--- Start Given entries ---
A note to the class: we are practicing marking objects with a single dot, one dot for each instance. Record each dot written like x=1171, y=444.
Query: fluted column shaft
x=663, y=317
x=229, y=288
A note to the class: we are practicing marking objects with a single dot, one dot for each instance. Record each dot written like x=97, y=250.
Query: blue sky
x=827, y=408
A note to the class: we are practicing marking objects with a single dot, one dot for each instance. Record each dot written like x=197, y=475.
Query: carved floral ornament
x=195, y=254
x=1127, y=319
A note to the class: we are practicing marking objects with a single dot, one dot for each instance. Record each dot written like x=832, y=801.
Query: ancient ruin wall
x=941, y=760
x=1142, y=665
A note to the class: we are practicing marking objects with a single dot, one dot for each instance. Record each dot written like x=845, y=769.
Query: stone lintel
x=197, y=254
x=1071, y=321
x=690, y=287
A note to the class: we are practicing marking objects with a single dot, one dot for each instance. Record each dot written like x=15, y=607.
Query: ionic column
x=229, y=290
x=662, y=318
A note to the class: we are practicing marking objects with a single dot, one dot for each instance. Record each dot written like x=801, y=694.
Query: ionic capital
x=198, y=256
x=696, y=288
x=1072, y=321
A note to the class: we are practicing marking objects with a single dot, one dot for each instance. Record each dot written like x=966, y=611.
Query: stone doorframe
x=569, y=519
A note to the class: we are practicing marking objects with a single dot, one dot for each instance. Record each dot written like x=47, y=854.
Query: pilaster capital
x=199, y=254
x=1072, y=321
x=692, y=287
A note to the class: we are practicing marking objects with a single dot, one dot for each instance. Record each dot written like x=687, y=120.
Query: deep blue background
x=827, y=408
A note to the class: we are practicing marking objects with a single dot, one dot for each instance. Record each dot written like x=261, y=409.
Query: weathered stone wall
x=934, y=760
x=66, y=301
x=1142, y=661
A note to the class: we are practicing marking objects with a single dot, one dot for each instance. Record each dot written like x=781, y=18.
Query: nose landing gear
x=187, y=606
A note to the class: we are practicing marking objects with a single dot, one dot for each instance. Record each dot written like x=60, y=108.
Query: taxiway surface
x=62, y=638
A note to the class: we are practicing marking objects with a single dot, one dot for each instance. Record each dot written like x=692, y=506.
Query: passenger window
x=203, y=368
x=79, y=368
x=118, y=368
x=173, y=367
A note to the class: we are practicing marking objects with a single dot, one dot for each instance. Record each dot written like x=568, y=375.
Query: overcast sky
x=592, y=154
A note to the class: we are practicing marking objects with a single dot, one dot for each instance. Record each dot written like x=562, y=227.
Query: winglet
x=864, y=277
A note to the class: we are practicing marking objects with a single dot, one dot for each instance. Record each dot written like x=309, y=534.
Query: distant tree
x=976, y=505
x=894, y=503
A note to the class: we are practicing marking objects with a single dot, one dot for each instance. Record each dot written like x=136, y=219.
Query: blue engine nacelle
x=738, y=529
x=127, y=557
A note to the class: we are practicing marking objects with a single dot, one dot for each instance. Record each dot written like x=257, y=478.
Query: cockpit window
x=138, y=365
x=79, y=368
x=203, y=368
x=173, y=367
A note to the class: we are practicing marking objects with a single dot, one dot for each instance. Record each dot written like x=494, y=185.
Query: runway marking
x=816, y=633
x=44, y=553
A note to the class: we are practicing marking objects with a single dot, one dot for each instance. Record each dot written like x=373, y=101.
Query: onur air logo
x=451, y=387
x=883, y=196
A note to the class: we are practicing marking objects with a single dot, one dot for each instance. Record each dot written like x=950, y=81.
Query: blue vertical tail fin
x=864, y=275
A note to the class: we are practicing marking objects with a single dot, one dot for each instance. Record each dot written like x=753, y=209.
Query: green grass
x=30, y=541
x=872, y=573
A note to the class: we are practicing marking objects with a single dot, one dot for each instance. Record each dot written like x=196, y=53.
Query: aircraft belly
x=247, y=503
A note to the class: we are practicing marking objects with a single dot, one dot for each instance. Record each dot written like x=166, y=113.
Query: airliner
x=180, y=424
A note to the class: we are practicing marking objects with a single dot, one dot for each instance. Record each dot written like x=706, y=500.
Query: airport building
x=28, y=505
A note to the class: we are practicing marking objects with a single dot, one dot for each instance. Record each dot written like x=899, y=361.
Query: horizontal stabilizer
--- End Given entries ---
*Problem statement*.
Rewrite all of the rows above, changing every "Query" to "Label" and leaving the rest of each line as it is.

*Result for this exercise*.
A note to the class: we are practicing marking objects with a single dot, one dot for each instance. Record each dot written like x=1171, y=444.
Label: fluted column shaft
x=663, y=317
x=229, y=288
A note to the class: we are practicing marking objects with a single dot, one dot for each instance. Record each dot written like x=97, y=250.
Label: blue sky
x=827, y=408
A note to the class: we are practicing marking objects with a single dot, one dot for each instance. Record each dot written like x=197, y=475.
Label: carved floral ornament
x=195, y=254
x=1127, y=319
A note to the class: we are practicing marking objects with a single dot, one dot for each instance. Record each dot written like x=832, y=801.
Label: ancient ruin wall
x=941, y=760
x=1142, y=665
A note to the class: we are practicing marking objects with a single dot, one dot for each instance. Record each dot written like x=845, y=769.
Label: stone lintel
x=197, y=254
x=1071, y=321
x=690, y=287
A note to the class: we are practicing marking objects with a single dot, one dot for each instance. Record each dot written like x=15, y=607.
Label: ionic column
x=229, y=290
x=662, y=318
A note to the class: we are practicing marking objects with a single dot, one dot for each instance. Record each dot written like x=801, y=694.
Label: ionic capital
x=198, y=256
x=696, y=288
x=1072, y=321
A note to the class: we are practicing marking objects with a single dot, one dot for each instance. Record each dot written like x=966, y=611.
Label: stone doorframe
x=569, y=519
A note to the class: we are practicing marking objects with a single dot, one dot for each instance. Record each dot written like x=47, y=854.
Label: pilaster capital
x=199, y=254
x=1072, y=321
x=692, y=287
A note to the class: we are practicing marking objects with a single dot, one dot for each instance. Record each dot written like x=687, y=120.
Label: deep blue background
x=827, y=408
A note to the class: we are practicing marking objects with a single dot, one dot for each instance. Record each dot written like x=261, y=409.
Label: weathered stone wall
x=934, y=760
x=66, y=301
x=1142, y=661
A note to the class: we are practicing marking objects with a single dot, one dot for each instance. Record each dot written like x=781, y=18.
Label: nose landing gear
x=187, y=606
A note to the class: we are practicing marking objects with a single dot, one dot for each instance. Record each dot written like x=60, y=108.
Label: taxiway surface
x=62, y=638
A note to the class: we are practicing marking objects with a single dot, one dot for each instance. Record each dot written like x=692, y=506.
Label: passenger window
x=203, y=368
x=79, y=368
x=118, y=368
x=173, y=367
A note to the class: we are practicing marking objects with a single dot, one dot for each instance. Record each dot written like x=568, y=375.
Label: overcast sky
x=592, y=154
A note to the class: we are practicing marking objects with a single dot, one dot for each instance. Record each dot written like x=562, y=227.
Label: winglet
x=864, y=277
A note to the class: we are practicing marking objects with a single dot, one dot for each instance. Record each dot written like x=309, y=534.
Label: distant tree
x=976, y=505
x=894, y=503
A note to the class: we are practicing marking objects with a single dot, one dot for each instance. Record each dot written like x=136, y=219.
Label: blue engine nacelle
x=738, y=529
x=127, y=557
A note to the class: we are practicing marking objects with a single dot, one dot for each instance. Record each dot written like x=257, y=478.
Label: cockpit window
x=138, y=365
x=79, y=368
x=203, y=368
x=173, y=367
A note to the class: we are practicing marking objects with a single dot, one dot for each instance. Record each dot written like x=494, y=185.
Label: runway marking
x=816, y=633
x=44, y=553
A note to the class: we are practicing marking objects with a single dot, one dot for each instance. Record each dot written like x=373, y=101.
Label: onur air logo
x=451, y=387
x=883, y=196
A note to the class: we are practicing marking objects with a single dot, one dot for each instance. Record each dot written like x=950, y=81.
Label: blue vertical tail fin
x=864, y=275
A note to the class: we are practicing marking objects with a single dot, one dot for each instance. Record each dot written like x=753, y=209.
Label: green grass
x=30, y=541
x=872, y=573
A note to the class: we are practicing marking objects with a single dot, one dot for each instance. Record each dot written like x=196, y=53.
Label: aircraft belly
x=247, y=503
A note to the class: we are practicing marking objects with a single dot, one dot for each instance. Record each dot written like x=166, y=113.
Label: airliner
x=180, y=424
A note to the class: we are practicing marking objects with a single dot, one dot for each instance. Record each dot written like x=706, y=500.
Label: airport building
x=28, y=505
A note to the class: we are practicing marking objects with a single dot, one dot for each instance. Record each dot written like x=899, y=361.
Label: horizontal stabilizer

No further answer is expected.